Print out the entries below with no edits.

Records from a data collection:
-- -- --

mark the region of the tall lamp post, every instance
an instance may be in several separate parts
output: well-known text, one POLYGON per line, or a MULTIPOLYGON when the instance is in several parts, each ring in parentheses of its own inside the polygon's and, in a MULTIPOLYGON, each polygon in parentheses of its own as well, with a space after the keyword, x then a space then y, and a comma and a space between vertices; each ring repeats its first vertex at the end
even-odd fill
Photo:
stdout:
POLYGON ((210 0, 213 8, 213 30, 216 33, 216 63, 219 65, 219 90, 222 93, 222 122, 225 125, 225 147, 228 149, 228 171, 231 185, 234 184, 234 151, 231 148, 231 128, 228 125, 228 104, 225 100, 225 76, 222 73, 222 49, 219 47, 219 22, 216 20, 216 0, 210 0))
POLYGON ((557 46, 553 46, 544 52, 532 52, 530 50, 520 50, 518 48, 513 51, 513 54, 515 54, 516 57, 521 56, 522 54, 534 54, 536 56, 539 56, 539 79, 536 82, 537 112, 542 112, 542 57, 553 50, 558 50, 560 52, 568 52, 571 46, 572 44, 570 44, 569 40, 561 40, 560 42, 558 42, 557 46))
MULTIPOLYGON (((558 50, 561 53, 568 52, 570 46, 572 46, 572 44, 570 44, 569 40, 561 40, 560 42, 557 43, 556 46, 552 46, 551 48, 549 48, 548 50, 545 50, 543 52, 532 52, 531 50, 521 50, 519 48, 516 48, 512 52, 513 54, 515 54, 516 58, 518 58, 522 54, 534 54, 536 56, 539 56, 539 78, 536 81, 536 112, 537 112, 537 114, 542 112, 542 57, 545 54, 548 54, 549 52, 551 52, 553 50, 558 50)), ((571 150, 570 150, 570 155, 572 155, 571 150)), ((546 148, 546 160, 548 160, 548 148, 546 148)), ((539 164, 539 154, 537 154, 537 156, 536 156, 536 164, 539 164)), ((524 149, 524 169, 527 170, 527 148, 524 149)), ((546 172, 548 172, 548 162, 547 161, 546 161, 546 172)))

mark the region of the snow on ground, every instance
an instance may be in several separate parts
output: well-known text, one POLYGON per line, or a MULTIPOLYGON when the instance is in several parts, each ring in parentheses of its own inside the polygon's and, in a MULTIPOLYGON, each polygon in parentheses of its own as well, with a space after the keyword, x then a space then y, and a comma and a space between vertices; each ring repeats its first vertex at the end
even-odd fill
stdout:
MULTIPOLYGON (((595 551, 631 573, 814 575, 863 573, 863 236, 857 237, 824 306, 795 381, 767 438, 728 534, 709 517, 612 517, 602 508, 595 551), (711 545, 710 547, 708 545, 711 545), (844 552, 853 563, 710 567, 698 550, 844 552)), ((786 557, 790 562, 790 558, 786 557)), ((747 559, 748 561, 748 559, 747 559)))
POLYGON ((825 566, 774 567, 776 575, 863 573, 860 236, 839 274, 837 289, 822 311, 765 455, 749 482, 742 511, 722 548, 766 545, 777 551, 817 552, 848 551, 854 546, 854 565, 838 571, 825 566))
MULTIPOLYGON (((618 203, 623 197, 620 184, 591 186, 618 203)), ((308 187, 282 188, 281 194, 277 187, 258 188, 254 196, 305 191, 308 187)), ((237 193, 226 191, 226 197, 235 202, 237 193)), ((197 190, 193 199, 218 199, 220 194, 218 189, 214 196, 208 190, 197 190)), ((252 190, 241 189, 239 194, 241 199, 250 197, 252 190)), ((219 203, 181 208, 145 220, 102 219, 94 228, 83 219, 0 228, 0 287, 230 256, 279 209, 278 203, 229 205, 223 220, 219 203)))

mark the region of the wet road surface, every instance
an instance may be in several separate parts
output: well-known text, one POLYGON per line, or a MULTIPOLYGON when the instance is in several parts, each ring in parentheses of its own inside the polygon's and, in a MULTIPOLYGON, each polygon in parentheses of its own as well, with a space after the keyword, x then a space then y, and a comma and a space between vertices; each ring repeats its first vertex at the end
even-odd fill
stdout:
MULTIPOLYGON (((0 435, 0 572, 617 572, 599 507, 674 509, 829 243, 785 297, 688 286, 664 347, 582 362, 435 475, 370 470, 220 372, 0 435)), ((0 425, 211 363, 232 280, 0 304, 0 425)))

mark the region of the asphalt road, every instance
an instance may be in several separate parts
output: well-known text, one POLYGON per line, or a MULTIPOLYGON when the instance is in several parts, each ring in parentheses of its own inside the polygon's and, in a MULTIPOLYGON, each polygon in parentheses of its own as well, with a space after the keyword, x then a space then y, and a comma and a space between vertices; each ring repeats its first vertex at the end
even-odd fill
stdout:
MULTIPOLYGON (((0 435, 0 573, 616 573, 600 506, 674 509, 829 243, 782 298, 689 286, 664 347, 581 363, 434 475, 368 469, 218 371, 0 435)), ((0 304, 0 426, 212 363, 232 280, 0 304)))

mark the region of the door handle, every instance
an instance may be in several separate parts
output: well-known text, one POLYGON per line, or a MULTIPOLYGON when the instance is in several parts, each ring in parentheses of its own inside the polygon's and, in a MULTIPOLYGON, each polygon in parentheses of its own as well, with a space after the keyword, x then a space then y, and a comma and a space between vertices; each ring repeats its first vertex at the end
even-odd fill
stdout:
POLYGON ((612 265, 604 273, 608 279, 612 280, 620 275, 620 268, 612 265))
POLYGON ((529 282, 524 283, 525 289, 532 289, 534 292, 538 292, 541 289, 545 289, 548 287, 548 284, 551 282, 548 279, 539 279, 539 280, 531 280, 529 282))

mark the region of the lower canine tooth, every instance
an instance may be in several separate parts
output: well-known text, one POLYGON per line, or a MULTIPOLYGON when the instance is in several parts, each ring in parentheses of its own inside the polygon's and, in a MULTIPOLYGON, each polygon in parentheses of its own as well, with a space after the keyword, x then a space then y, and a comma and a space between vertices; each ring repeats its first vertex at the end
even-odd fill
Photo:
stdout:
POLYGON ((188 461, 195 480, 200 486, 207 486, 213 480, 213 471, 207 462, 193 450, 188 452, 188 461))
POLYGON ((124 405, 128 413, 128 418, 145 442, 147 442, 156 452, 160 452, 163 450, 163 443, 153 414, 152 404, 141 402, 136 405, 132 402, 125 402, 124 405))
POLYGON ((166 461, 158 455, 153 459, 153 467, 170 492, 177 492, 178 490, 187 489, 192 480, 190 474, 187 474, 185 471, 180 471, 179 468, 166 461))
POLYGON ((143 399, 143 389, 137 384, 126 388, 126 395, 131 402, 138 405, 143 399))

-- -- --

▶ **Exercise answer**
mark the region of the tall lamp post, every instance
an instance may be in several separate parts
output: well-known text, one POLYGON per line, or a MULTIPOLYGON when the instance is in several parts, each ring in parentheses of its own inside the polygon's and, in a MULTIPOLYGON, each polygon in parentheses of its own as well, with a space after the keyword, x then a space then y, and a comma and a space between vertices; each ring repeats its first vertex at the end
even-odd fill
Photo:
stdout:
POLYGON ((210 0, 213 8, 213 30, 216 33, 216 63, 219 65, 219 90, 222 93, 222 122, 225 125, 225 147, 228 149, 228 171, 231 185, 234 184, 234 151, 231 148, 231 128, 228 125, 228 104, 225 100, 225 76, 222 73, 222 49, 219 47, 219 22, 216 20, 216 0, 210 0))
POLYGON ((557 46, 553 46, 544 52, 532 52, 530 50, 520 50, 518 48, 513 51, 513 54, 515 54, 516 57, 521 56, 522 54, 534 54, 536 56, 539 56, 539 79, 536 82, 537 112, 542 112, 542 57, 553 50, 558 50, 560 52, 568 52, 571 46, 572 44, 570 44, 569 40, 561 40, 560 42, 558 42, 557 46))
MULTIPOLYGON (((558 50, 561 53, 568 52, 570 46, 572 46, 572 44, 570 44, 569 40, 561 40, 560 42, 557 43, 556 46, 552 46, 551 48, 549 48, 548 50, 545 50, 543 52, 532 52, 531 50, 521 50, 519 48, 516 48, 512 52, 513 54, 515 54, 516 58, 518 58, 522 54, 534 54, 536 56, 539 56, 539 78, 536 81, 536 112, 537 112, 537 114, 542 112, 542 57, 545 54, 548 54, 549 52, 551 52, 553 50, 558 50)), ((571 150, 570 150, 570 155, 572 155, 571 150)), ((546 148, 546 160, 548 160, 548 148, 546 148)), ((539 164, 539 154, 537 154, 537 156, 536 156, 536 164, 539 164)), ((524 149, 524 169, 527 170, 527 148, 524 149)), ((546 172, 548 172, 548 162, 547 161, 546 161, 546 172)))

mark the region of the snow on ground, every instance
an instance may be in several separate parts
output: well-known text, one POLYGON per line, or a MULTIPOLYGON when the instance is in several parts, each ring in parentheses of its own inside the polygon's and, in a MULTIPOLYGON, each polygon in parentheses of its own as well, with a space after the keyword, x then a space then y, and a comma and a space between vertices; each ring repeats its first vertex at the end
even-odd fill
stdout:
MULTIPOLYGON (((595 551, 631 573, 814 575, 863 573, 863 236, 857 237, 824 306, 795 381, 767 438, 728 534, 709 517, 612 517, 602 508, 595 551), (711 545, 710 547, 708 545, 711 545), (844 552, 853 563, 710 567, 698 550, 844 552)), ((786 557, 790 562, 790 558, 786 557)), ((747 559, 748 561, 748 559, 747 559)))
POLYGON ((825 566, 774 567, 776 575, 863 573, 860 236, 839 274, 837 289, 822 311, 765 455, 749 482, 742 511, 722 548, 766 545, 777 551, 817 552, 848 551, 854 546, 854 565, 838 571, 825 566))
MULTIPOLYGON (((618 203, 623 197, 620 184, 591 186, 618 203)), ((308 187, 282 188, 281 194, 277 187, 258 188, 254 196, 305 191, 308 187)), ((237 193, 226 191, 226 197, 235 202, 237 193)), ((197 190, 193 199, 218 199, 220 194, 218 189, 214 196, 208 190, 197 190)), ((252 190, 241 189, 239 194, 241 199, 250 197, 252 190)), ((219 203, 181 208, 145 220, 102 219, 94 228, 83 219, 0 228, 0 287, 230 256, 279 209, 278 203, 229 205, 223 220, 219 203)))

mark the region of the wet road surface, every instance
an instance may be in several separate parts
output: well-known text, one POLYGON per line, or a MULTIPOLYGON when the instance is in several parts, each ring in parentheses of its own inside the polygon's and, in a MULTIPOLYGON, each polygon in parentheses of its own as well, with a space after the keyword, x then a space then y, and a comma and a space between vertices; each ring repeats its first vertex at the end
even-odd fill
stdout:
MULTIPOLYGON (((0 435, 0 572, 617 572, 599 507, 674 509, 829 243, 785 297, 688 286, 664 347, 582 362, 435 475, 370 470, 220 372, 0 435)), ((0 425, 211 363, 232 280, 0 304, 0 425)))

mark the region of the asphalt road, every instance
an instance may be in several separate parts
output: well-known text, one POLYGON per line, or a MULTIPOLYGON when the instance is in several parts, each ring in parentheses of its own inside the polygon's and, in a MULTIPOLYGON, each polygon in parentheses of its own as well, with a space after the keyword, x then a space then y, and a comma and a space between vertices; each ring repeats its first vertex at the end
even-odd fill
stdout:
MULTIPOLYGON (((0 435, 0 573, 616 573, 600 506, 674 509, 829 243, 782 298, 689 286, 664 347, 581 363, 434 475, 368 469, 218 371, 0 435)), ((0 304, 0 426, 212 363, 232 280, 0 304)))

mark the region of the door handle, every instance
an instance may be in several separate parts
output: well-known text, one POLYGON per line, or a MULTIPOLYGON when the instance is in several parts, each ring in parentheses of its own inside the polygon's and, in a MULTIPOLYGON, each polygon in parentheses of its own as well, with a space after the keyword, x then a space then y, and a comma and a space between vertices; each ring repeats its first vertex at the end
even-odd fill
stdout:
POLYGON ((612 265, 604 273, 608 279, 612 280, 620 275, 620 268, 612 265))
POLYGON ((529 282, 524 283, 525 289, 532 289, 534 292, 538 292, 541 289, 545 289, 548 287, 548 284, 551 282, 548 279, 539 279, 539 280, 531 280, 529 282))

mark the region of the lower canine tooth, every instance
an instance may be in several separate parts
output: well-known text, one POLYGON per line, or a MULTIPOLYGON when the instance is in several parts, each ring in parentheses of its own inside the polygon's and, in a MULTIPOLYGON, each polygon in parentheses of its own as well, with a space after the keyword, x then a space then y, and a comma and a space between vertices; each ring repeats its first vertex at the end
even-odd fill
Photo:
stdout:
POLYGON ((188 461, 195 480, 200 486, 207 486, 213 480, 213 471, 207 462, 193 450, 188 452, 188 461))
POLYGON ((124 405, 128 413, 128 418, 145 442, 147 442, 156 452, 160 452, 163 450, 163 443, 153 414, 152 404, 141 402, 136 405, 132 402, 125 402, 124 405))
POLYGON ((166 461, 158 455, 153 459, 153 467, 170 492, 177 492, 178 490, 187 489, 192 480, 190 474, 187 474, 185 471, 180 471, 179 468, 166 461))
POLYGON ((143 399, 143 389, 137 384, 126 388, 126 395, 131 402, 138 405, 143 399))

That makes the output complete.